• _DATA SHOWN_:
::::::

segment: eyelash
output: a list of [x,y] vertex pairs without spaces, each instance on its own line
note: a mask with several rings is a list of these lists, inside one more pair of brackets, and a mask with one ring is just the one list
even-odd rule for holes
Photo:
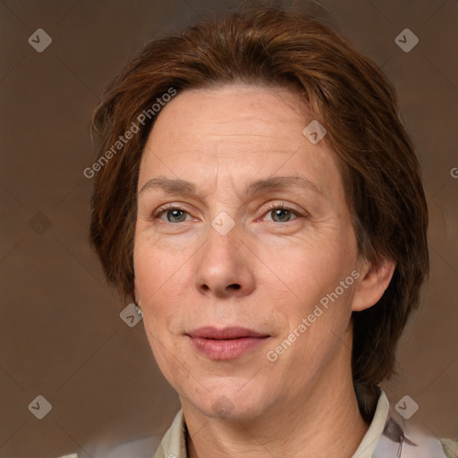
[[[304,216],[304,215],[301,215],[299,211],[295,210],[294,208],[292,208],[291,207],[285,206],[283,202],[280,204],[275,203],[275,202],[270,204],[267,207],[267,208],[266,208],[266,211],[263,213],[263,215],[266,216],[267,213],[271,212],[272,210],[277,210],[277,209],[286,210],[286,211],[289,211],[290,213],[295,215],[296,218],[293,218],[291,221],[294,221],[295,219],[297,219],[297,217]],[[187,212],[185,209],[181,208],[180,207],[177,207],[174,204],[170,204],[170,205],[165,205],[164,207],[159,208],[159,210],[156,213],[156,215],[153,216],[153,219],[160,219],[162,215],[166,213],[169,210],[180,210],[180,211],[183,211],[184,213],[188,213],[188,215],[189,215],[189,212]],[[286,223],[290,223],[291,221],[286,221]],[[176,223],[171,223],[169,221],[164,221],[164,223],[170,224],[170,225],[176,225]],[[182,221],[180,221],[180,223],[182,223]],[[273,221],[273,223],[276,223],[276,221]],[[284,224],[284,223],[278,223],[278,224]]]

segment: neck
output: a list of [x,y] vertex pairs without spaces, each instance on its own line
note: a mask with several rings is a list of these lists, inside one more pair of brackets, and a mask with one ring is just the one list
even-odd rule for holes
[[369,426],[360,414],[350,371],[337,370],[334,377],[324,372],[293,405],[278,403],[249,422],[208,418],[182,402],[188,456],[351,458]]

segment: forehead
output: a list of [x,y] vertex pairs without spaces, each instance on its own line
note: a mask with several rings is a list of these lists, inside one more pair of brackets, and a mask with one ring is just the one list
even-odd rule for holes
[[341,185],[340,176],[325,141],[312,144],[303,134],[312,119],[299,91],[248,85],[185,90],[156,120],[139,191],[153,175],[205,187],[225,176],[245,186],[255,178],[301,174],[328,192]]

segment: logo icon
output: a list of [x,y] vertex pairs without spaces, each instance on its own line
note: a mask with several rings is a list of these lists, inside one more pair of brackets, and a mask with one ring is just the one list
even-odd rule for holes
[[51,403],[41,394],[37,396],[30,404],[29,410],[38,419],[45,418],[50,411],[53,406]]
[[143,318],[143,313],[133,302],[131,302],[123,309],[119,316],[129,327],[133,327]]
[[309,141],[316,145],[327,134],[327,130],[316,119],[314,119],[303,131],[302,133],[309,139]]
[[219,234],[225,235],[235,225],[235,221],[225,211],[222,211],[213,219],[211,225]]
[[410,53],[419,44],[419,38],[410,29],[404,29],[394,38],[394,43],[404,53]]
[[419,410],[419,404],[411,396],[406,394],[398,401],[394,409],[402,417],[409,420]]
[[28,41],[38,53],[42,53],[53,42],[53,38],[43,29],[37,29]]

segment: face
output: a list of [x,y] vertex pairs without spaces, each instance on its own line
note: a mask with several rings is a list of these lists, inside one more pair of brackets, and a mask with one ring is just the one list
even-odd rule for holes
[[356,239],[301,100],[245,85],[184,91],[143,152],[137,300],[182,404],[210,417],[266,415],[350,369]]

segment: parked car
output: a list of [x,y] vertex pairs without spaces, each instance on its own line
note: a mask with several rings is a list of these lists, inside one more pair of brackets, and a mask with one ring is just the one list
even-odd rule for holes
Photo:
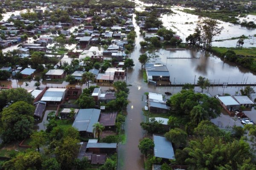
[[253,123],[252,121],[250,120],[242,120],[241,122],[242,124],[245,124],[245,125],[253,125]]
[[148,107],[147,106],[145,106],[145,107],[144,107],[144,108],[145,109],[145,110],[148,110]]
[[242,121],[245,120],[249,120],[249,118],[248,117],[245,117],[244,118],[242,118],[240,119],[241,122],[242,122]]

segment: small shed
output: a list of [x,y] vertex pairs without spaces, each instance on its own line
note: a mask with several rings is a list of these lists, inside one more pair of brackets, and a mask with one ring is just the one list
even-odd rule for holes
[[113,130],[115,129],[117,112],[101,113],[99,122],[105,127],[105,129]]
[[34,116],[36,118],[41,119],[46,107],[46,102],[39,101],[35,103],[34,105],[35,106],[35,110],[34,113]]
[[254,104],[247,96],[233,96],[233,97],[241,106],[251,107]]
[[33,76],[35,70],[32,68],[26,68],[20,71],[20,74],[22,75],[22,77],[27,78],[28,76]]

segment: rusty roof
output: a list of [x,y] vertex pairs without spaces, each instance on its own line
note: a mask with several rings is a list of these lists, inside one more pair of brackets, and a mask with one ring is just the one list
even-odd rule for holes
[[99,122],[104,126],[114,126],[116,124],[117,112],[101,113],[99,118]]

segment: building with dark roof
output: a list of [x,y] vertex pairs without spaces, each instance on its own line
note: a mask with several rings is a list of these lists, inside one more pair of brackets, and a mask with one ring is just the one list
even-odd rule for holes
[[39,101],[35,103],[34,105],[35,106],[34,116],[36,118],[41,119],[46,107],[46,102]]
[[93,126],[99,122],[100,111],[96,109],[80,109],[72,126],[77,129],[81,136],[93,136]]
[[166,161],[175,159],[172,142],[164,136],[153,134],[154,156]]
[[99,118],[99,123],[105,127],[105,130],[114,130],[117,112],[101,113]]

::::::

• _PROBLEM TO SOLVE_:
Reproduce the listing word for word, starting at the line that contains "segment: forehead" and ending after the line that contains "[[28,41],[38,53],[42,53],[53,42],[53,38],[43,29],[37,29]]". Include both of those lines and nothing else.

• _FINAL ANSWER_:
segment: forehead
output: a list of [x,y] vertex pairs without spaces, each instance on its own line
note: a mask with several rings is a list of these lists, inside one more pair of brackets, and a mask with one ring is just the one list
even-odd rule for holes
[[341,185],[340,176],[325,141],[312,144],[303,134],[312,119],[299,91],[248,85],[185,90],[156,120],[139,191],[153,175],[205,187],[225,176],[245,186],[255,178],[301,174],[328,192]]

segment: logo icon
output: a list of [x,y] vertex pairs without spaces, each instance on its own line
note: a mask with several rings is a list of these lists, inside one more pair of brackets, and a mask with one ring is just the one list
even-odd rule for holes
[[51,403],[41,394],[37,396],[30,404],[29,410],[38,419],[45,418],[50,411],[53,406]]
[[143,318],[143,313],[133,302],[131,302],[123,309],[119,316],[129,327],[133,327]]
[[309,141],[316,145],[327,134],[327,130],[316,119],[314,119],[303,131],[302,133],[309,139]]
[[219,234],[225,235],[235,225],[235,221],[225,211],[222,211],[213,219],[211,225]]
[[410,53],[419,44],[419,38],[410,29],[404,29],[394,38],[394,43],[404,53]]
[[419,410],[419,404],[411,396],[406,394],[398,401],[394,409],[402,417],[409,420]]
[[28,41],[38,53],[42,53],[53,42],[53,38],[43,29],[37,29]]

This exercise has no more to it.